**GOAL OF THE EXERCISE**
From the entries, copy each line that includes "retaining".
________
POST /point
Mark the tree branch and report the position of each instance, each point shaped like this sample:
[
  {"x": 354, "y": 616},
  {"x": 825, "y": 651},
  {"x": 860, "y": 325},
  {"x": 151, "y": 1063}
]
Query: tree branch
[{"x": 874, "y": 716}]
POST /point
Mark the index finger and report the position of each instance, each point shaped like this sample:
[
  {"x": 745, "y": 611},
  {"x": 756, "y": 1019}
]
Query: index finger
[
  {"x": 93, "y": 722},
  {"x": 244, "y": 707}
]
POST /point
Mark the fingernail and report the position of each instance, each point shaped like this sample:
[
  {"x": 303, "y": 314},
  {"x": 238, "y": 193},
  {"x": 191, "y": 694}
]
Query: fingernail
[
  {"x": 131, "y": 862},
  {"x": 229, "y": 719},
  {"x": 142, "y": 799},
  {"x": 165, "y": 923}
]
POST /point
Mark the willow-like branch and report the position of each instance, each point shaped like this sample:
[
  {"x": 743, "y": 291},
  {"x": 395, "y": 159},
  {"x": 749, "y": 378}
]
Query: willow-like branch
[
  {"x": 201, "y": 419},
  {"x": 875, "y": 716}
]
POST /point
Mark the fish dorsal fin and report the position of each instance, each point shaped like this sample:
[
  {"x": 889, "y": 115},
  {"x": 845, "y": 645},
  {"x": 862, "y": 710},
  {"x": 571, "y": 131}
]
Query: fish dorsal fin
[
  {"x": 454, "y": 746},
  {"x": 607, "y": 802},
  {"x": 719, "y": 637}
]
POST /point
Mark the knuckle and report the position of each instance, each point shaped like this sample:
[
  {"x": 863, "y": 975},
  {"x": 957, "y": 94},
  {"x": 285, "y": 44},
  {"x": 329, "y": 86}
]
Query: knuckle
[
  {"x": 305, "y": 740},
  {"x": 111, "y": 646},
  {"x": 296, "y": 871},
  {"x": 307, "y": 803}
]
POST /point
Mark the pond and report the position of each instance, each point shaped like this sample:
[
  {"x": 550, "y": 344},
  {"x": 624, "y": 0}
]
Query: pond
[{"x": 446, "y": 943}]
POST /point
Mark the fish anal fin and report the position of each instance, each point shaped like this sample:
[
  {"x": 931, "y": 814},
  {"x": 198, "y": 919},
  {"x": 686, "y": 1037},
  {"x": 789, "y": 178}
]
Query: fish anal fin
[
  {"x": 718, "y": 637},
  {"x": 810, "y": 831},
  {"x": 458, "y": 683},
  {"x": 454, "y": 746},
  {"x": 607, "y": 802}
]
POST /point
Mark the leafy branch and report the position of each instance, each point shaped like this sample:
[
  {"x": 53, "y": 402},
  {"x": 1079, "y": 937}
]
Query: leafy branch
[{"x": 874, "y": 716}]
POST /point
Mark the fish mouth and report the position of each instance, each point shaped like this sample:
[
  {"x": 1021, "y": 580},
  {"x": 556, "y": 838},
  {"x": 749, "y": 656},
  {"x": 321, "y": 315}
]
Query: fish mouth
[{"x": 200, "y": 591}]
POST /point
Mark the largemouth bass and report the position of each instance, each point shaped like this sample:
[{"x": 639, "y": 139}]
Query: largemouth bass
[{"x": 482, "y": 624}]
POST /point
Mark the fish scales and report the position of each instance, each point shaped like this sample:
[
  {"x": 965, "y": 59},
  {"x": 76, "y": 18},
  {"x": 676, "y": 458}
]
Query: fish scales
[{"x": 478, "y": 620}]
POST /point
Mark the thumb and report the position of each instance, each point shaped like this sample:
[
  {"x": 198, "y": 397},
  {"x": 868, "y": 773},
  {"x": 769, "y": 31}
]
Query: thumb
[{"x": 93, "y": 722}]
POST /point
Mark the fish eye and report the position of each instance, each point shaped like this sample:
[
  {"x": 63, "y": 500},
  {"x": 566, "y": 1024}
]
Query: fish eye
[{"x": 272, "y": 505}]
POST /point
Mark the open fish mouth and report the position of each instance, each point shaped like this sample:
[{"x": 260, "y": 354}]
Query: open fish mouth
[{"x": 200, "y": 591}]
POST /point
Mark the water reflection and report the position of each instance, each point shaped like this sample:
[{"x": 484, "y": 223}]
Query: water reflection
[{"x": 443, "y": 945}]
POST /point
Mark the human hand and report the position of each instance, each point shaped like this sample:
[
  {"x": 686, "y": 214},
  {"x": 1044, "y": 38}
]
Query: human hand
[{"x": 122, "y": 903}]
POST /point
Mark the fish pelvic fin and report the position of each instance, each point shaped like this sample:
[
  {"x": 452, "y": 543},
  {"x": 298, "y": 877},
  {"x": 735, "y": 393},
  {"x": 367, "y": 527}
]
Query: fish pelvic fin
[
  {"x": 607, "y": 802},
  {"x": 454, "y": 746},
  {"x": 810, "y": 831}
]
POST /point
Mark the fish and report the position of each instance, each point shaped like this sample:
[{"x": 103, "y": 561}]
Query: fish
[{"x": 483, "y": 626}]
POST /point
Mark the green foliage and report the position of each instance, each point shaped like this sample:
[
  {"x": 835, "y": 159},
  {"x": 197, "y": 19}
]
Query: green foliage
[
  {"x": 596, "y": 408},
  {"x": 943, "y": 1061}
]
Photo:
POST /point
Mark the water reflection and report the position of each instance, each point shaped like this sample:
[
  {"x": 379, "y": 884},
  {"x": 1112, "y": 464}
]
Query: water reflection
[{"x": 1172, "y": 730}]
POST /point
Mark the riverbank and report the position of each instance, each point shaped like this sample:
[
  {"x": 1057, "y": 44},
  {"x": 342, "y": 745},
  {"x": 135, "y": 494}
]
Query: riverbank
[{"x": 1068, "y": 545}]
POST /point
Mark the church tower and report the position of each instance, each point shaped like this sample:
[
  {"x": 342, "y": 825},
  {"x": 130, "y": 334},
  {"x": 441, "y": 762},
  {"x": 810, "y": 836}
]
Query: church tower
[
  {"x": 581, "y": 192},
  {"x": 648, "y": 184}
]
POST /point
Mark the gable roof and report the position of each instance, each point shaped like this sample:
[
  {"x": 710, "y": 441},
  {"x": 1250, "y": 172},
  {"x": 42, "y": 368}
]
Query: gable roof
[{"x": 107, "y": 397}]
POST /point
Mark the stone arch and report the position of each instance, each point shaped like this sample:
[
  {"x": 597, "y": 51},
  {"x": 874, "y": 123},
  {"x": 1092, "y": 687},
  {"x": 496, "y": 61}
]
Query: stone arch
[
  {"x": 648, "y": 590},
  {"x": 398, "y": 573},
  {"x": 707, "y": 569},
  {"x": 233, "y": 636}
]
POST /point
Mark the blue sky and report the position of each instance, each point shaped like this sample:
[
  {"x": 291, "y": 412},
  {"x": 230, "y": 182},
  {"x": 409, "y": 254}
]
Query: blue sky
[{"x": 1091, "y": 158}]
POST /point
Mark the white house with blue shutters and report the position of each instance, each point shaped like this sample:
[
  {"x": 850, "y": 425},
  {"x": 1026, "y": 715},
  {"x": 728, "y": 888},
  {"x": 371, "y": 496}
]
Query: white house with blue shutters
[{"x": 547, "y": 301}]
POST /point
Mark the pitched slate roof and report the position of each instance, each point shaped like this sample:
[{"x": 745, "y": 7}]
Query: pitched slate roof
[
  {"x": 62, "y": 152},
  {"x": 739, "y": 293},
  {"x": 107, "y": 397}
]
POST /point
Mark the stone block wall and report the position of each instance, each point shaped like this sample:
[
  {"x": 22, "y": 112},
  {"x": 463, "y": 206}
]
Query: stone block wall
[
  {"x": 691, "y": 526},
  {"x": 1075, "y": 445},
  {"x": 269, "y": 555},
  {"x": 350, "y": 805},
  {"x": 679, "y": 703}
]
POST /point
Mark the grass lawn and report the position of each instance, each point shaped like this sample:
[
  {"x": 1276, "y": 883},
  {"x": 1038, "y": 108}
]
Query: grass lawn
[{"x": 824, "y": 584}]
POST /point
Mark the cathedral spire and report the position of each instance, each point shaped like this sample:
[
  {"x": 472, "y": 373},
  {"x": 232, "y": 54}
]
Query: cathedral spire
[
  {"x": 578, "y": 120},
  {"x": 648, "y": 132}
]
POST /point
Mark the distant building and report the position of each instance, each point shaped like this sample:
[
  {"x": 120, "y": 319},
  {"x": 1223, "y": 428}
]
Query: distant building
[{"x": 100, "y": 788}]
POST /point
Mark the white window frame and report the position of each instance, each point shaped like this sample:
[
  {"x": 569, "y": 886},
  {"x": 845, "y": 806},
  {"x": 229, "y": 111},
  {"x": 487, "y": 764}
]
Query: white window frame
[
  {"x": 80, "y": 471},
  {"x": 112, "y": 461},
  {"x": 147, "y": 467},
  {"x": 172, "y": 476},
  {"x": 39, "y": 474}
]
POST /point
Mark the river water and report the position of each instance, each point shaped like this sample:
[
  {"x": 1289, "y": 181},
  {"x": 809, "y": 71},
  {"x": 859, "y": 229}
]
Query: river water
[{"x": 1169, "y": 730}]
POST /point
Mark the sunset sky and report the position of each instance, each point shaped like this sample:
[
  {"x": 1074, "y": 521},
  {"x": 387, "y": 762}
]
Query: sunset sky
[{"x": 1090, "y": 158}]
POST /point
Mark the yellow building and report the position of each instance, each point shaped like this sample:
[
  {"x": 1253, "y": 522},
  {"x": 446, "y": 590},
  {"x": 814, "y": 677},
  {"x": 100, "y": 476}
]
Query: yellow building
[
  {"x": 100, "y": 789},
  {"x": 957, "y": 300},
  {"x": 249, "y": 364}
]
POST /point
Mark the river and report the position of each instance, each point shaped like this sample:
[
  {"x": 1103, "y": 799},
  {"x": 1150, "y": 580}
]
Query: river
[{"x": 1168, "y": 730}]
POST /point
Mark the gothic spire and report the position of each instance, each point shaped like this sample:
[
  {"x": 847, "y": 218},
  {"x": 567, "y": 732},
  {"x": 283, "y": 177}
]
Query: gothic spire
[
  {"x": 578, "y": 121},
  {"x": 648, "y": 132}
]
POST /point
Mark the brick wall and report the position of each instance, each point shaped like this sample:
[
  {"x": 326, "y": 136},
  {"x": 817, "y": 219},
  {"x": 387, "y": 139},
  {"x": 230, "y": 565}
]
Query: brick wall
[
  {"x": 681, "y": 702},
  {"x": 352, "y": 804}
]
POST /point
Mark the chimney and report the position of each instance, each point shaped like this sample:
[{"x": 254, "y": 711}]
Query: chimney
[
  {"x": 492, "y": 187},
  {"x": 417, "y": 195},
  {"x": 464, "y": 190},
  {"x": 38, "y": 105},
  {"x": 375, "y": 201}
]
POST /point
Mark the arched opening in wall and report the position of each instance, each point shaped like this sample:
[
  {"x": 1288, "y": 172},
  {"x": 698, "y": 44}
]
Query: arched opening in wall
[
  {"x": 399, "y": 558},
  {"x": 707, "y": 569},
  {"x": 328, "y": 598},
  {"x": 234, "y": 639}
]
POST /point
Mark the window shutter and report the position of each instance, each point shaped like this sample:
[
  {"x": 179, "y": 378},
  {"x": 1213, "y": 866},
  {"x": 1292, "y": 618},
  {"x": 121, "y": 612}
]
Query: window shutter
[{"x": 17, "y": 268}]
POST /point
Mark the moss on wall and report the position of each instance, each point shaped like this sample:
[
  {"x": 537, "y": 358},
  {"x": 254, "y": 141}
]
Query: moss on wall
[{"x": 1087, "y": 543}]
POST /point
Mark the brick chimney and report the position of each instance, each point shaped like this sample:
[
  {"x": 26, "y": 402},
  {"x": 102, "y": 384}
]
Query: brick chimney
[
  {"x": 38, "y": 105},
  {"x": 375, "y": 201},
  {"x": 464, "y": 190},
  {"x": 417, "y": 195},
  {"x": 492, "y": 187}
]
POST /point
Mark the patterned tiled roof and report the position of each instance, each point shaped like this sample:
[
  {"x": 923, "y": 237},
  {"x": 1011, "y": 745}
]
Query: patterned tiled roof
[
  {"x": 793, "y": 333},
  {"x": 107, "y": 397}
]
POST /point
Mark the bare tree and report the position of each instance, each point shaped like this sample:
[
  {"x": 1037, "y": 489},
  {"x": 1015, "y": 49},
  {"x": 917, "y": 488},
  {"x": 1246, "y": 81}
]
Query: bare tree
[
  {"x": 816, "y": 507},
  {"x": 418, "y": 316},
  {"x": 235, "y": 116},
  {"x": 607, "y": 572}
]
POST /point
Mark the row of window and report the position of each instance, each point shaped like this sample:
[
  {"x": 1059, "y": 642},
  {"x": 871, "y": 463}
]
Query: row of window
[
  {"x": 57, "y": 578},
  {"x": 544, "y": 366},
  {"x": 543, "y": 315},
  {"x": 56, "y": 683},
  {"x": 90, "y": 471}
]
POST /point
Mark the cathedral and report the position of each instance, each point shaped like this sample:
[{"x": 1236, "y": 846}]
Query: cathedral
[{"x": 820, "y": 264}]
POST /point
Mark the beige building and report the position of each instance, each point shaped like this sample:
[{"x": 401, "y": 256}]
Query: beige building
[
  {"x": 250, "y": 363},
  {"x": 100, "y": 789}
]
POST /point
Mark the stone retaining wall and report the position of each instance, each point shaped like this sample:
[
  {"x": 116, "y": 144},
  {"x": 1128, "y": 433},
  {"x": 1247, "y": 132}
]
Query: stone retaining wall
________
**ANSWER SPACE**
Mark the stone retaining wall and report the position of each instance, each point shaped like this sample:
Query: stone retaining wall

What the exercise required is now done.